• [TRY IT]: Print the full listing once more, exactly as given.

=====

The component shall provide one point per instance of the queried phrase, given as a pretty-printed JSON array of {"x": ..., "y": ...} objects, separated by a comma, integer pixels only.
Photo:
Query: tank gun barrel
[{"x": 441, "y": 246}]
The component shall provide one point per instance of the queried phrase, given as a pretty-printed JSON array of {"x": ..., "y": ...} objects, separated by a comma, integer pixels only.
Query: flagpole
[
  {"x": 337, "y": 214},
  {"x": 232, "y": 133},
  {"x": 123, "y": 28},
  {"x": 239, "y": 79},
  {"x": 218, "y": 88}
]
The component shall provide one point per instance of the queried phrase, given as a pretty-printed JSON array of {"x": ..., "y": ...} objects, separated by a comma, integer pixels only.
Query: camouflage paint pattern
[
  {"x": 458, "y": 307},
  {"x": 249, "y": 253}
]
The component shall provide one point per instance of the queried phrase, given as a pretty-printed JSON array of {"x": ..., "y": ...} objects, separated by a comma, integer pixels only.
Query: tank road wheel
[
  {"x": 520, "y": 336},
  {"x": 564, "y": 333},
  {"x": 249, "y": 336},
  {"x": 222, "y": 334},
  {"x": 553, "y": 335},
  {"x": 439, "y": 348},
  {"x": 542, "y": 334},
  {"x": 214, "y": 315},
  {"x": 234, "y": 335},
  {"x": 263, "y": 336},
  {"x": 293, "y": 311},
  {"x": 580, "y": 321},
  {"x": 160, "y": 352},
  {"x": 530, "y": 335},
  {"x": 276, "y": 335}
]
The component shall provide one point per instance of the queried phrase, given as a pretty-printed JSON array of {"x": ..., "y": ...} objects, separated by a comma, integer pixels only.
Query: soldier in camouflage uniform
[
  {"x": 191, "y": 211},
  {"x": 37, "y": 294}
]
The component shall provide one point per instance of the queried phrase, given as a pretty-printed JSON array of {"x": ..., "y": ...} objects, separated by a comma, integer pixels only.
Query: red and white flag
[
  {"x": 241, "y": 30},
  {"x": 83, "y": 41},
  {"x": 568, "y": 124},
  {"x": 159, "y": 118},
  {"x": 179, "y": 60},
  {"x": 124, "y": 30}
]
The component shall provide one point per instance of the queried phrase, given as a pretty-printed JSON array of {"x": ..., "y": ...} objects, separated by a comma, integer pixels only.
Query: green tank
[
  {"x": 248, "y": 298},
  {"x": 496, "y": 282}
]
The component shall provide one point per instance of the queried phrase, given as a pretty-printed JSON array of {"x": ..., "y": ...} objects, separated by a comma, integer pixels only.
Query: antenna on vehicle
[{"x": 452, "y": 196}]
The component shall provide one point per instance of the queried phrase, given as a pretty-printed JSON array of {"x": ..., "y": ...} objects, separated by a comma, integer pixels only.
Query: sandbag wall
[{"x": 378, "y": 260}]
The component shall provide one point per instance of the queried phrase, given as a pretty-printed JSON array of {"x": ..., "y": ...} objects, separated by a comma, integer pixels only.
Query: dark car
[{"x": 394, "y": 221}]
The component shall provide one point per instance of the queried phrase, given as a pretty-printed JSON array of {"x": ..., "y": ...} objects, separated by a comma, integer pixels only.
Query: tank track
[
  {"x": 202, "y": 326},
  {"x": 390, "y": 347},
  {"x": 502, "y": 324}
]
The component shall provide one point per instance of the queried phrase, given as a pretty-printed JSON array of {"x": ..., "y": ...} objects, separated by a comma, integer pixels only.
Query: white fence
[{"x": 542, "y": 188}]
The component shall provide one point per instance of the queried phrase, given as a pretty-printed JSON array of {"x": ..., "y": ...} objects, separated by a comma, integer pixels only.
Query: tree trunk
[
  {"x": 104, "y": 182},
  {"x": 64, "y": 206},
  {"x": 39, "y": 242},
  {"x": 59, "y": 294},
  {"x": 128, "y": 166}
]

=====

• [RESPONSE TO THIS TASK]:
The component shall provide one point per instance of the queried phrase, given as a pretty-printed JSON array of {"x": ..., "y": ...} objects, separated by a comma, integer pixels only.
Photo:
Query: tank gun barrel
[{"x": 441, "y": 246}]
The component shall provide one point per instance of the queried phrase, given as a pretty-printed JSON array of {"x": ..., "y": ...} objects, separated by a comma, integer pixels only.
Query: flagpole
[
  {"x": 337, "y": 214},
  {"x": 232, "y": 133},
  {"x": 123, "y": 28},
  {"x": 239, "y": 79},
  {"x": 218, "y": 88}
]
The component shall provide one point per instance of the queried phrase, given as a pretty-printed JSON array of {"x": ..., "y": ...} objects, separated by a comma, integer pixels only.
Query: camouflage paint pattern
[
  {"x": 458, "y": 307},
  {"x": 249, "y": 253}
]
The component shall provide one point per instance of the queried phrase, given as a pretty-printed JSON array of {"x": ..., "y": ...} objects, separated by a comma, integer pixels only.
Query: tank road wheel
[
  {"x": 520, "y": 336},
  {"x": 564, "y": 333},
  {"x": 249, "y": 336},
  {"x": 222, "y": 334},
  {"x": 553, "y": 335},
  {"x": 439, "y": 348},
  {"x": 542, "y": 334},
  {"x": 214, "y": 315},
  {"x": 234, "y": 335},
  {"x": 263, "y": 336},
  {"x": 293, "y": 311},
  {"x": 580, "y": 321},
  {"x": 160, "y": 352},
  {"x": 530, "y": 335},
  {"x": 276, "y": 335}
]
The component shall provide one point per instance of the queried phrase, given as a pretty-printed JSON array of {"x": ..., "y": ...} objects, separated by a comma, integer pixels only.
Query: soldier in camouflage uniform
[
  {"x": 191, "y": 211},
  {"x": 37, "y": 294}
]
The component shall provide one point per instance of the queried phrase, given as a pretty-printed JSON array of {"x": ..., "y": ...} objects, separated by a comma, integer pixels only.
Query: red and white flag
[
  {"x": 241, "y": 30},
  {"x": 83, "y": 41},
  {"x": 568, "y": 124},
  {"x": 159, "y": 118},
  {"x": 179, "y": 60},
  {"x": 124, "y": 30}
]
The component shall provide one point per instance of the queried phrase, given as a pretty-printed JSON array of {"x": ..., "y": ...} objects, separated by a comma, integer pixels only.
Query: green tank
[
  {"x": 248, "y": 298},
  {"x": 496, "y": 282}
]
The component shall provide one point per instance of the queried phrase, given as a pretty-printed JSON array of {"x": ..., "y": ...} objects, separated by a comma, integer pixels only.
Query: antenna on vehicle
[{"x": 452, "y": 196}]
The component shall provide one point per instance of the queried phrase, given as a pretty-printed JSON array of {"x": ..., "y": ...} objects, separated by a comma, integer pixels only.
Query: sandbag wall
[{"x": 378, "y": 260}]
The component shall provide one point per instance of the queried phrase, given as a pretty-printed JSON array of {"x": ..., "y": ...} objects, separated by a comma, integer pixels only.
Query: dark car
[{"x": 394, "y": 221}]
The component shall provide one point per instance of the queried phrase, given as a pretty-printed JSON array of {"x": ..., "y": ...} objects, separated by a comma, integer pixels only.
Query: tank track
[
  {"x": 202, "y": 326},
  {"x": 390, "y": 347},
  {"x": 502, "y": 324}
]
The component shall provide one point per instance of the queried phrase, given as a pretty-printed JSON array of {"x": ..., "y": ...} objects, separated by a comma, integer pixels only.
Query: white fence
[{"x": 542, "y": 188}]
The component shall provide one point per instance of the queried phrase, given as a pretty-printed JSON array of {"x": ..., "y": ...} objects, separated by a comma, integer pixels only.
Query: tree trunk
[
  {"x": 104, "y": 182},
  {"x": 64, "y": 206},
  {"x": 39, "y": 242},
  {"x": 59, "y": 294},
  {"x": 128, "y": 166}
]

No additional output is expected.